— BEGIN Selected extract —

[Xapian-discuss] database stubs: practical limitations, rules of thumb?

Tue Dec 2 14:18:04 GMT 2008

Hi,
  Thanks for the feedback, I'll try and get back with some numbers if
I make some headway.
Cheers

2008/12/2 Olly Betts <olly at survex.com>:
> On Mon, Dec 01, 2008 at 08:11:12PM +0900, Josef Novak wrote:
>>   Is there any standing recommendation on the use of database stubs
>> with xapian?  Is there a rule of thumb in terms of size+number_of_dbs
>> limit for a stub?  Aside from disk I/O, how does having the individual
>> dbs located on a remote machine factor into stub usage?
>>   I've been searching the lists a bit, looking for posts on the usage
>> of stubs, but I only found one highly-relevant-looking thread,
>> http://lists.tartarus.org/pipermail/xapian-discuss/2006-August/002533.html
>
> Well, what's there isn't specific to stubs, but a generic point about
> searching over a large number of databases.
>
> I'm not aware of anyone who has benchmarked opening a large number of
> local or remote databases.  If you want to try, I'd certainly be
> interested to hear.
>
> I just did a very quick time test - a loop which just opens and closes
> the same database 5000 times takes about 0.85 seconds with flint (and
> 0.7 seconds with chert).  And that should be a lower bound on how long a
> search over that many different databases would take.
>
> You really want searches to take under a second or they'll "feel slow",
> so if you try to search over 5000 databases together you'll probably
> have frustrated users.
>
> There's probably scope for reducing this overhead by profiling to find
> ways to speed up opening a database, but I suspect it's still going to
> be a bad idea to try to search thousands of databases together.

— END Selected extract —
— BEGIN Entries provided —

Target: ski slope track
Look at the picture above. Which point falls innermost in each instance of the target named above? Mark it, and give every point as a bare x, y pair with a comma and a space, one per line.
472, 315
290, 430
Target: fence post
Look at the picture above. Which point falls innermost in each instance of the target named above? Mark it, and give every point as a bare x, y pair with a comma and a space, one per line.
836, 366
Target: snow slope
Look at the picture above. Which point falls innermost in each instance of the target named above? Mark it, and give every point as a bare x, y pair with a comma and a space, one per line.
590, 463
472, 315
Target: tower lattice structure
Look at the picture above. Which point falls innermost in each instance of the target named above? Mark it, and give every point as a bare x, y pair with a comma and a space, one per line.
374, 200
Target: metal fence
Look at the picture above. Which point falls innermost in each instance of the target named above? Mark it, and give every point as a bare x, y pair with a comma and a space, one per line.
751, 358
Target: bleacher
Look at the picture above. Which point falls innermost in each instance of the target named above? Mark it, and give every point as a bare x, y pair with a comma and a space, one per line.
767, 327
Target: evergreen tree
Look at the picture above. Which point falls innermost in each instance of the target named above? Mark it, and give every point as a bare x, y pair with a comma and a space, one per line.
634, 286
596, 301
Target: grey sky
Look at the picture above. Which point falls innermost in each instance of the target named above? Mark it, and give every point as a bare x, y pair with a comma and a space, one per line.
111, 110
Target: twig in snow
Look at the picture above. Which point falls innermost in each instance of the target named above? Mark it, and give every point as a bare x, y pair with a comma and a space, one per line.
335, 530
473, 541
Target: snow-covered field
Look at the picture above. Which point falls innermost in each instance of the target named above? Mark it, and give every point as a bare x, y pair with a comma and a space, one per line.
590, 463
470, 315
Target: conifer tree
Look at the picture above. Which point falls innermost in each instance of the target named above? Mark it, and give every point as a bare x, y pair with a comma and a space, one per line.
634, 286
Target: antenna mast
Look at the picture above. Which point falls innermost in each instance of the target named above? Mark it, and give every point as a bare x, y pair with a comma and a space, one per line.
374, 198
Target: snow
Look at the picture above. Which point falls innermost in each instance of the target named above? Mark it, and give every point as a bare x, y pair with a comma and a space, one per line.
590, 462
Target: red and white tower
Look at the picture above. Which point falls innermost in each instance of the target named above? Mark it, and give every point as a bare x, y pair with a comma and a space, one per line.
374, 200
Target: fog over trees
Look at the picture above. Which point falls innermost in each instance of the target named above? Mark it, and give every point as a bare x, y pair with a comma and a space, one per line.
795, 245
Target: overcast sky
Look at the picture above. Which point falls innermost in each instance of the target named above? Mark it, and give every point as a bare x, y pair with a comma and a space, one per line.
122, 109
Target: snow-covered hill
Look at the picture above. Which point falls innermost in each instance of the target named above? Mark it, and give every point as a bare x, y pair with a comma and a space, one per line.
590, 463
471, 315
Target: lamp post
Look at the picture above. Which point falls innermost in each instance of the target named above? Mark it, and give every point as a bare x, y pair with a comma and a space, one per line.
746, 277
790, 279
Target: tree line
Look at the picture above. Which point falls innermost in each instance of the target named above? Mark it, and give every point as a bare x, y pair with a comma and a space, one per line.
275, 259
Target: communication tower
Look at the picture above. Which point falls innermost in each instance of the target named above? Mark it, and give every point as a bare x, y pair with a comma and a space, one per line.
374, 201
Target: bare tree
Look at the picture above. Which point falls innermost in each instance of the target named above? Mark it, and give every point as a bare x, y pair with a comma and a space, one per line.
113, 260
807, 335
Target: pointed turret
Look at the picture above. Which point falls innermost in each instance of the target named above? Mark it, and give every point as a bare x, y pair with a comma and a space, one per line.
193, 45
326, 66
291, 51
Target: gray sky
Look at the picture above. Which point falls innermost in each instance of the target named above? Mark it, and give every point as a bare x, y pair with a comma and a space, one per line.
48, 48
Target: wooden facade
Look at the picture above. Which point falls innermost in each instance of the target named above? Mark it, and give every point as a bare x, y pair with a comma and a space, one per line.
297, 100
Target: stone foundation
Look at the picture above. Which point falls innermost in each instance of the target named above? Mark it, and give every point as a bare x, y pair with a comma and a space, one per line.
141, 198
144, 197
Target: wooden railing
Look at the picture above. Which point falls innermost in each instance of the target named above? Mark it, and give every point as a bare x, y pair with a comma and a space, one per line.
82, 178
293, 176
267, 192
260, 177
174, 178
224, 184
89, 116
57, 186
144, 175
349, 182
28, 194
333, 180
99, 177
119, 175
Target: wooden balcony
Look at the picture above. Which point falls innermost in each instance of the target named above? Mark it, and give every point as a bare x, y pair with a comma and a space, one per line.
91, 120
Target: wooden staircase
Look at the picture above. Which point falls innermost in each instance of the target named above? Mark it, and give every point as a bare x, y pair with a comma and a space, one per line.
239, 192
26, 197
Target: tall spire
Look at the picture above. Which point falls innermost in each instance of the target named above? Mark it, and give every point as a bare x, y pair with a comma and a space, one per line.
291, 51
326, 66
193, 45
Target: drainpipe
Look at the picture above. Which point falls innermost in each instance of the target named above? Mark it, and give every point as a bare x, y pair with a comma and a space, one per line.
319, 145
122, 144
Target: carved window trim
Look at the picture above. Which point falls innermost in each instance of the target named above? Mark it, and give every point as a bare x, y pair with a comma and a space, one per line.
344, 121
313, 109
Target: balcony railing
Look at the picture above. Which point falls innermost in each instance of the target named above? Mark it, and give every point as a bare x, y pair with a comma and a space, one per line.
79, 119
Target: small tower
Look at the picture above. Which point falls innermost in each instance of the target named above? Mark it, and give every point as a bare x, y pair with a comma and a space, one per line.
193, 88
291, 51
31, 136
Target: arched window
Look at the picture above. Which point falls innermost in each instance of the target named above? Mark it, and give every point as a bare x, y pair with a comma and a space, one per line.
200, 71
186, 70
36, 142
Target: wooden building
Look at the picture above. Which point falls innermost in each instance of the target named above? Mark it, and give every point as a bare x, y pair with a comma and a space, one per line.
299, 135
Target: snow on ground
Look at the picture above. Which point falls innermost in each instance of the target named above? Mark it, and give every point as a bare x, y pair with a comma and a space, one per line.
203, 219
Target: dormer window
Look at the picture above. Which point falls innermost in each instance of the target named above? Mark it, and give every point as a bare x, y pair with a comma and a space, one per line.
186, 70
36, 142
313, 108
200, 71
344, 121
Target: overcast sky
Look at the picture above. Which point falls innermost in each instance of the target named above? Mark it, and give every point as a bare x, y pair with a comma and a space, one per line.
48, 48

— END Entries provided —

Work to do:
a) Reproduce the Xapian stubs thread from "2008/12/2 Olly Betts" through "number of databases.", swapping "stubs" for "stub files" throughout.
b) Write the next part of the Xapian stubs thread, picking up after its final sentence.
These lines have no connection to the Xapian stubs thread.

Results:
a)
2008/12/2 Olly Betts <olly at survex.com>:
> On Mon, Dec 01, 2008 at 08:11:12PM +0900, Josef Novak wrote:
>>   Is there any standing recommendation on the use of database stub files
>> with xapian?  Is there a rule of thumb in terms of size+number_of_dbs
>> limit for a stub?  Aside from disk I/O, how does having the individual
>> dbs located on a remote machine factor into stub usage?
>>   I've been searching the lists a bit, looking for posts on the usage
>> of stub files, but I only found one highly-relevant-looking thread,
>> http://lists.tartarus.org/pipermail/xapian-discuss/2006-August/002533.html
>
> Well, what's there isn't specific to stub files, but a generic point about
> searching over a large number of databases.

b)
>
>>   and it seems, if the rather old thread is still relevant, that there
>> is a fairly low limit to the number of dbs one can corral into a
>> single stub, without incurring a fairly stiff performance hit.
>
> I think you're reading a meaning I didn't intend then.  I'm really just
> saying there's it is pointless benchmarking a few thousand databases
> versus one big one as the big one is clearly going to be significantly
> faster.
>
>>    This appears to be considerably faster, and given the thread above,
>> would appear to be the preferred way to proceed.  However this means
>> that my larger dbs are each 'all in one place', and are effectively
>> less robust.  My intuition is that it would make the most sense to
>> shard each larger city, county, etc. db, based on overall size (and
>> perhaps access statistics), and distribute the shards over a group of
>> different machines, but I wonder if there is a rule of thumb in terms
>> of shard size, and number of shards per stub.  If not I guess I'll
>> just have to experiment!
>
> I don't know of any previous experiments in this area I'm afraid.  Do
> let us know how you get on...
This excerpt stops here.